[What is required] Copy the following lines word for word, without changing anything.

[Material for this task]
--- Start ---
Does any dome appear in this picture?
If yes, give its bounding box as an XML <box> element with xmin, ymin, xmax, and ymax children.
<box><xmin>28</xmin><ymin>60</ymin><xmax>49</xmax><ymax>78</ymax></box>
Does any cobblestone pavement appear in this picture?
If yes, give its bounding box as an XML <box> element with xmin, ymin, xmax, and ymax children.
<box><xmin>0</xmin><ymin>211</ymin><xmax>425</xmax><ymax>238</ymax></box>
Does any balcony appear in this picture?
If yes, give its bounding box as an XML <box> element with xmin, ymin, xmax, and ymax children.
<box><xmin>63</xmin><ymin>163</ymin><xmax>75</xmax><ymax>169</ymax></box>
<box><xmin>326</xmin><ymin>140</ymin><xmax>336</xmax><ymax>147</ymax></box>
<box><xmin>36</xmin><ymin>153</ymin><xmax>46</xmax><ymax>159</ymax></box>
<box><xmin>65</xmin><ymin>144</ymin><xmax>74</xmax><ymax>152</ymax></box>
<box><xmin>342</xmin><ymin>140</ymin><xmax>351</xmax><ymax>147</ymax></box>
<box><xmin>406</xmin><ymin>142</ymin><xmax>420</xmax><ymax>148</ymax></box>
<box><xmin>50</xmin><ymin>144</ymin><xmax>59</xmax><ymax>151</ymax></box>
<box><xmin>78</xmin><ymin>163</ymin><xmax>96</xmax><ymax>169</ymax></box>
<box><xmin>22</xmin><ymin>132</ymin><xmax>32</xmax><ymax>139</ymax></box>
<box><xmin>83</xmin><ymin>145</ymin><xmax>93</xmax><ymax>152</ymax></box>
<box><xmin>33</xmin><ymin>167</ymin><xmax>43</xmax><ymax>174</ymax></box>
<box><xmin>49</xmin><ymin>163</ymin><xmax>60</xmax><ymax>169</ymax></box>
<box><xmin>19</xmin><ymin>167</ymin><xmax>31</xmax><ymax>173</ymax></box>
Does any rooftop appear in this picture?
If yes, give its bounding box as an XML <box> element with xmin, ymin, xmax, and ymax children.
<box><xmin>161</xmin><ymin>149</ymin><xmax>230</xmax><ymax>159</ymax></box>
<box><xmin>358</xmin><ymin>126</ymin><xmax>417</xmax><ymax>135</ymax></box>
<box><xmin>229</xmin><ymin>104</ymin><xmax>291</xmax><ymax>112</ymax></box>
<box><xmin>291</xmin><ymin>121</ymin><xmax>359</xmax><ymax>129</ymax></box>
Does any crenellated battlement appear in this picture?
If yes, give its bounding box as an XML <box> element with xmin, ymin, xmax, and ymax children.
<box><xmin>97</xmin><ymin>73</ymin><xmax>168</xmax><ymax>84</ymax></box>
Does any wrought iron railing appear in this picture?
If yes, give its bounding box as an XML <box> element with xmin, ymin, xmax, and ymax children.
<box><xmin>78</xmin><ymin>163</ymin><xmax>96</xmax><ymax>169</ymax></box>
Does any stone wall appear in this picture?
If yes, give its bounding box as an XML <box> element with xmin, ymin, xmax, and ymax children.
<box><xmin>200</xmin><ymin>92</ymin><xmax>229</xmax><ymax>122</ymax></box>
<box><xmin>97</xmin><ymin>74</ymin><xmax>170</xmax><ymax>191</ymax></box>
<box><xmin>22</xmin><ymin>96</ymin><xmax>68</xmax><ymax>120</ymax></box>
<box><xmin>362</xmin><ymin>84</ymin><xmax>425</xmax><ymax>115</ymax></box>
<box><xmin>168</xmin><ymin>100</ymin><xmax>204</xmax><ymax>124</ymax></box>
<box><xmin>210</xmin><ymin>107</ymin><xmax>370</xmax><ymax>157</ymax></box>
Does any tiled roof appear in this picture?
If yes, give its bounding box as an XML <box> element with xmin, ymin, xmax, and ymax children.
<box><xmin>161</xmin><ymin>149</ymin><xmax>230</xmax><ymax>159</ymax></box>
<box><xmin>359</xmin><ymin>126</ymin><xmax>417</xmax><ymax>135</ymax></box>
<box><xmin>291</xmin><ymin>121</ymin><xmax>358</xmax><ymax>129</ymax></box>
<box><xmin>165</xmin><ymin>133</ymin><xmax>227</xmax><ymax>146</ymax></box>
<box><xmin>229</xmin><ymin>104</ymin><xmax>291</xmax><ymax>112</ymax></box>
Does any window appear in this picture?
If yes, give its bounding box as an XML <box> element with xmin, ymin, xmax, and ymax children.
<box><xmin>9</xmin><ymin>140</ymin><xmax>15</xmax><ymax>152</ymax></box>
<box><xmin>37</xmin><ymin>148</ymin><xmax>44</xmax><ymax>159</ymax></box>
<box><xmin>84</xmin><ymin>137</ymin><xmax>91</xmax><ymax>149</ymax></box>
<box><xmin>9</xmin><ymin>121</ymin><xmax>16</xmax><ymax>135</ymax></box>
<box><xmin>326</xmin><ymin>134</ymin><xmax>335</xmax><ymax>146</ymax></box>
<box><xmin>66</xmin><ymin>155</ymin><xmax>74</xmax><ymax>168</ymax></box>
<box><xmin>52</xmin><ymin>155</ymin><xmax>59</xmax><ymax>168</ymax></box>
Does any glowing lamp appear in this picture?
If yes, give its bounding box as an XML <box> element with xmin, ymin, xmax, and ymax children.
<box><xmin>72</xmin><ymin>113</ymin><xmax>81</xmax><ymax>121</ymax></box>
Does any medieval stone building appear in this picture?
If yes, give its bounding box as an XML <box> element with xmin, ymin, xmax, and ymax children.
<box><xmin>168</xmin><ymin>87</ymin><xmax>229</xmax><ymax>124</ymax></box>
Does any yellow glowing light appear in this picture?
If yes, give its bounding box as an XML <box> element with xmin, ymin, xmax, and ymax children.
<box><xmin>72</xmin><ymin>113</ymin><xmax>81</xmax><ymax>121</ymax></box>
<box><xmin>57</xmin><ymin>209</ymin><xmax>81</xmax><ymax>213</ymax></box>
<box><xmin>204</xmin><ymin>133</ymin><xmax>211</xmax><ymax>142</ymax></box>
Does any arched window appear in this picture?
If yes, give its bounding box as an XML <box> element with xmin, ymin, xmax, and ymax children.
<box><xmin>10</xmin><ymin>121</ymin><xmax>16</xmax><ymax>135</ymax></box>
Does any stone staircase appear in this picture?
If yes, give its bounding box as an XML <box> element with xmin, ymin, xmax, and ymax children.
--- End ---
[Answer to the task]
Does any dome appear in this picture?
If yes, give its bounding box as an XML <box> element with xmin, ymin, xmax, and ymax children.
<box><xmin>28</xmin><ymin>60</ymin><xmax>49</xmax><ymax>78</ymax></box>
Does any cobblestone pavement appear in this picture?
If yes, give its bounding box as an XML <box> element with xmin, ymin, xmax, and ymax children.
<box><xmin>0</xmin><ymin>211</ymin><xmax>425</xmax><ymax>238</ymax></box>
Does any balcony appear in this picture?
If yes, give its bounding box as an XML <box> element with xmin, ymin, xmax, and ymax children.
<box><xmin>63</xmin><ymin>163</ymin><xmax>75</xmax><ymax>169</ymax></box>
<box><xmin>326</xmin><ymin>140</ymin><xmax>336</xmax><ymax>147</ymax></box>
<box><xmin>36</xmin><ymin>153</ymin><xmax>46</xmax><ymax>159</ymax></box>
<box><xmin>65</xmin><ymin>144</ymin><xmax>74</xmax><ymax>152</ymax></box>
<box><xmin>342</xmin><ymin>140</ymin><xmax>351</xmax><ymax>147</ymax></box>
<box><xmin>406</xmin><ymin>142</ymin><xmax>420</xmax><ymax>148</ymax></box>
<box><xmin>50</xmin><ymin>144</ymin><xmax>59</xmax><ymax>151</ymax></box>
<box><xmin>78</xmin><ymin>163</ymin><xmax>96</xmax><ymax>169</ymax></box>
<box><xmin>22</xmin><ymin>132</ymin><xmax>32</xmax><ymax>139</ymax></box>
<box><xmin>83</xmin><ymin>145</ymin><xmax>93</xmax><ymax>152</ymax></box>
<box><xmin>33</xmin><ymin>167</ymin><xmax>43</xmax><ymax>174</ymax></box>
<box><xmin>49</xmin><ymin>163</ymin><xmax>60</xmax><ymax>169</ymax></box>
<box><xmin>19</xmin><ymin>167</ymin><xmax>31</xmax><ymax>173</ymax></box>
Does any rooftop appear in this picture?
If yes, give its bounding box as an XML <box> element with xmin, ymin, xmax, and ymax children.
<box><xmin>161</xmin><ymin>149</ymin><xmax>230</xmax><ymax>159</ymax></box>
<box><xmin>358</xmin><ymin>126</ymin><xmax>417</xmax><ymax>135</ymax></box>
<box><xmin>229</xmin><ymin>104</ymin><xmax>291</xmax><ymax>112</ymax></box>
<box><xmin>291</xmin><ymin>121</ymin><xmax>359</xmax><ymax>129</ymax></box>
Does any crenellated battlement appear in this picture?
If yes, give its bounding box as an XML <box> element with xmin, ymin, xmax, and ymax children.
<box><xmin>97</xmin><ymin>73</ymin><xmax>168</xmax><ymax>84</ymax></box>
Does any wrought iron railing appear in this picture?
If yes, give its bounding box as an XML <box> element with xmin, ymin, xmax, and ymax children.
<box><xmin>78</xmin><ymin>163</ymin><xmax>96</xmax><ymax>169</ymax></box>
Does any stone wall appear in this picture?
If yes, give its bounding box as an XML <box> element with xmin, ymin, xmax, and ymax children.
<box><xmin>200</xmin><ymin>92</ymin><xmax>229</xmax><ymax>122</ymax></box>
<box><xmin>97</xmin><ymin>74</ymin><xmax>170</xmax><ymax>191</ymax></box>
<box><xmin>22</xmin><ymin>96</ymin><xmax>68</xmax><ymax>120</ymax></box>
<box><xmin>362</xmin><ymin>84</ymin><xmax>425</xmax><ymax>115</ymax></box>
<box><xmin>168</xmin><ymin>100</ymin><xmax>204</xmax><ymax>124</ymax></box>
<box><xmin>210</xmin><ymin>107</ymin><xmax>370</xmax><ymax>157</ymax></box>
Does any tiled roof appear in this picture?
If yes, give its bounding box as an XML <box> element with xmin, ymin, xmax, and ymax children.
<box><xmin>161</xmin><ymin>149</ymin><xmax>230</xmax><ymax>159</ymax></box>
<box><xmin>359</xmin><ymin>126</ymin><xmax>417</xmax><ymax>135</ymax></box>
<box><xmin>291</xmin><ymin>121</ymin><xmax>358</xmax><ymax>129</ymax></box>
<box><xmin>165</xmin><ymin>133</ymin><xmax>227</xmax><ymax>146</ymax></box>
<box><xmin>229</xmin><ymin>104</ymin><xmax>291</xmax><ymax>112</ymax></box>
Does any window appear in this picture?
If yes, give its bounding box as an XML <box> element with xmin, ymin, xmax, and ymax children.
<box><xmin>9</xmin><ymin>140</ymin><xmax>15</xmax><ymax>152</ymax></box>
<box><xmin>37</xmin><ymin>148</ymin><xmax>44</xmax><ymax>159</ymax></box>
<box><xmin>84</xmin><ymin>137</ymin><xmax>91</xmax><ymax>149</ymax></box>
<box><xmin>9</xmin><ymin>121</ymin><xmax>16</xmax><ymax>135</ymax></box>
<box><xmin>326</xmin><ymin>134</ymin><xmax>335</xmax><ymax>146</ymax></box>
<box><xmin>66</xmin><ymin>155</ymin><xmax>74</xmax><ymax>168</ymax></box>
<box><xmin>52</xmin><ymin>155</ymin><xmax>59</xmax><ymax>168</ymax></box>
Does any glowing lamp appear in this picture?
If yes, give its bounding box as an XML <box> element with xmin, ymin, xmax, and ymax children.
<box><xmin>72</xmin><ymin>113</ymin><xmax>81</xmax><ymax>121</ymax></box>
Does any medieval stone building appear in this picture?
If yes, give its bounding box as an XML <box> element with xmin, ymin, xmax, and ymax children.
<box><xmin>168</xmin><ymin>87</ymin><xmax>229</xmax><ymax>124</ymax></box>
Does any yellow glowing light appear in this picture?
If yes, give its bounding box as an XML <box> element with xmin, ymin, xmax, and ymax children.
<box><xmin>72</xmin><ymin>113</ymin><xmax>81</xmax><ymax>121</ymax></box>
<box><xmin>57</xmin><ymin>209</ymin><xmax>81</xmax><ymax>213</ymax></box>
<box><xmin>204</xmin><ymin>133</ymin><xmax>211</xmax><ymax>142</ymax></box>
Does any arched window appear in this picture?
If yes, give its bounding box as an XML <box> element with xmin, ymin, xmax, and ymax children.
<box><xmin>10</xmin><ymin>121</ymin><xmax>16</xmax><ymax>135</ymax></box>
Does any stone staircase appear in this picture?
If yes, give its bounding box as an XML <box> element with xmin, ymin, xmax, and ymax children.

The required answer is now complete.